- [Short task]: Count the lines of the material below that contain the string "black", and reply with the number alone.

- [Extracted entries]:
====
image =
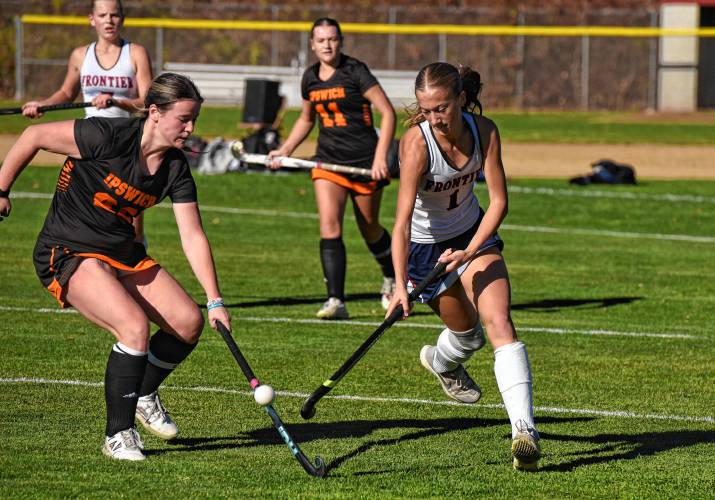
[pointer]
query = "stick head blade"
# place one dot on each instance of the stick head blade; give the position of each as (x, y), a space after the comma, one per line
====
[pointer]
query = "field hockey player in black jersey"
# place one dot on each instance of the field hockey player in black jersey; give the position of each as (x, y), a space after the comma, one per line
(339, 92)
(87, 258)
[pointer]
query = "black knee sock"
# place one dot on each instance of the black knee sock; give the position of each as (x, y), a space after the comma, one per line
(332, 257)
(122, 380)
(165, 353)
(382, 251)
====
- [The reply]: 4